▶ O que se pede: Troque "juventude" por "mocidade" na parte do trecho que vai de "Não laboro no" a "com alguma dignidade." e reproduza essa parte com a alteração.

Com o pensamento na minha e nas gerações anteriores à minha, designadas garantes das futuras, aproveito este espaço para afirmar a minha persistência na denúncia de situações que colocam em causa a maioria das promessas eleitoralistas feitas (visando a área da saúde e da segurança das populações) pelos partidos políticos, em momentos como o que estamos a viver já com alguma intensidade. Não fosse a fraqueza de quem pretende ser poder e a irredutibilidade de quem manda e pode; não faltasse a essa entidade bom senso e vontade necessária para gestos patrióticos, poderíamos, estou em crer, ver alterado, neste domínio específico e noutros de igual importância, o estado das coisas correntes, a bem da Nação angolana. Bastaria que estivéssemos mais atentos ao que se passa em torno de nós, preocupando-nos em verificar através das políticas em curso, a conformidade das posturas ou o comportamento de concidadãos com responsabilidades na imposição da ordem que a sociedade deve ter.

Não laboro no erro de apontar culpas exclusivas a uma certa juventude, parte dela viciada na prática e validação de erros crassos de conduta. Lamentavelmente não escapam ao inventário de maus costumes, cidadãos próximos da minha faixa etária, levados levianamente e por vários interesses, pelos mesmos erros dos mais novos. Preocupo-me com eles por serem os intérpretes da passagem dos testemunhos aos mais novos, afinal, os responsáveis pelo espírito de tolerância e sã convivência que prevaleça e contribua para o alcance do ambiente susceptível de um bom viver, próprio de sociedades organizadas, exactamente o que buscamos para o tal país que a propaganda apregoa há décadas. Um país onde seja possível viver bem o tempo de vida útil, envelhecer melhor com poucas dificuldades e, quando chegar a hora, morrer com alguma dignidade.

▶ Entradas fornecidas:
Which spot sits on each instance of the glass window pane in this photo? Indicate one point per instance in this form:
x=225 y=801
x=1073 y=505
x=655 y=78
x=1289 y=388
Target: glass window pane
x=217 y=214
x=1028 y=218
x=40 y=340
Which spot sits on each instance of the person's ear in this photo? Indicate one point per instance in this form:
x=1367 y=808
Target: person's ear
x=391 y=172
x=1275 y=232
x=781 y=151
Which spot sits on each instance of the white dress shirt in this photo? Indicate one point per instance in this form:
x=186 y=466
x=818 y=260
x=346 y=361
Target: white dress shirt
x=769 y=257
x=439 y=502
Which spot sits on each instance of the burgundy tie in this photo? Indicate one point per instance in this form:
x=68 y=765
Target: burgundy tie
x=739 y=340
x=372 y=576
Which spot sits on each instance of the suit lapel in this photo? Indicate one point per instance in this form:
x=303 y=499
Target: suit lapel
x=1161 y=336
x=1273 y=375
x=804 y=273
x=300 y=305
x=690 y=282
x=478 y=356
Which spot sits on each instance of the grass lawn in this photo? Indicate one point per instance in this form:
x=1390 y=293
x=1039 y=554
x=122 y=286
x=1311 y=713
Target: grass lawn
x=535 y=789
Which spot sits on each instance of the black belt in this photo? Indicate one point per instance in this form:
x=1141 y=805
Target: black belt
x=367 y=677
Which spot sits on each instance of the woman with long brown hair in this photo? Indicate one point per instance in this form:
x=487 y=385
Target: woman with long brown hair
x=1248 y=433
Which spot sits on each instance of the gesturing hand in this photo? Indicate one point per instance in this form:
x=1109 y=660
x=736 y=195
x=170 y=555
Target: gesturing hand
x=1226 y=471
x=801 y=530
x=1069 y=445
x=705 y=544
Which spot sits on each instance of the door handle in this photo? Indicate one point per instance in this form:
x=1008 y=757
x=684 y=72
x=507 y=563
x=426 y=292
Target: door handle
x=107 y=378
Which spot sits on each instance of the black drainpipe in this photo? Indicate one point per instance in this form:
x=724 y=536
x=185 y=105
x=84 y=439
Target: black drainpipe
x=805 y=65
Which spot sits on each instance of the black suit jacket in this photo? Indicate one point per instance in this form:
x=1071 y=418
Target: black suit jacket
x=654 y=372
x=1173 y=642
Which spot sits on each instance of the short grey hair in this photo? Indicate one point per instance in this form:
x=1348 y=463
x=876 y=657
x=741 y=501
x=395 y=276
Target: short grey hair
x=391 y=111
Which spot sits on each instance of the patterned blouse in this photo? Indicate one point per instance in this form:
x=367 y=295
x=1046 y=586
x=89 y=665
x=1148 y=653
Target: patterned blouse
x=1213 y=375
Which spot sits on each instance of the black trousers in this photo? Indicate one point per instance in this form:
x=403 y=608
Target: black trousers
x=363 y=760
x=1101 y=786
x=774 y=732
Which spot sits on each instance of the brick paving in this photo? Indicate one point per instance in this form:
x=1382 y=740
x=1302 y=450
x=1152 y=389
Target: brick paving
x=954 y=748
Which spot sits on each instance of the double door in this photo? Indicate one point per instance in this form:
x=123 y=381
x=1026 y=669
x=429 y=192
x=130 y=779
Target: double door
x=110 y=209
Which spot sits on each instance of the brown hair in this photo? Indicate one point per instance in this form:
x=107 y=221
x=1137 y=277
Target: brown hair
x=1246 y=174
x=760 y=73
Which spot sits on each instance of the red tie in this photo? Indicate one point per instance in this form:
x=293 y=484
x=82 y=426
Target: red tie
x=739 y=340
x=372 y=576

▶ Resultado do exercício:
Não laboro no erro de apontar culpas exclusivas a uma certa mocidade, parte dela viciada na prática e validação de erros crassos de conduta. Lamentavelmente não escapam ao inventário de maus costumes, cidadãos próximos da minha faixa etária, levados levianamente e por vários interesses, pelos mesmos erros dos mais novos. Preocupo-me com eles por serem os intérpretes da passagem dos testemunhos aos mais novos, afinal, os responsáveis pelo espírito de tolerância e sã convivência que prevaleça e contribua para o alcance do ambiente susceptível de um bom viver, próprio de sociedades organizadas, exactamente o que buscamos para o tal país que a propaganda apregoa há décadas. Um país onde seja possível viver bem o tempo de vida útil, envelhecer melhor com poucas dificuldades e, quando chegar a hora, morrer com alguma dignidade.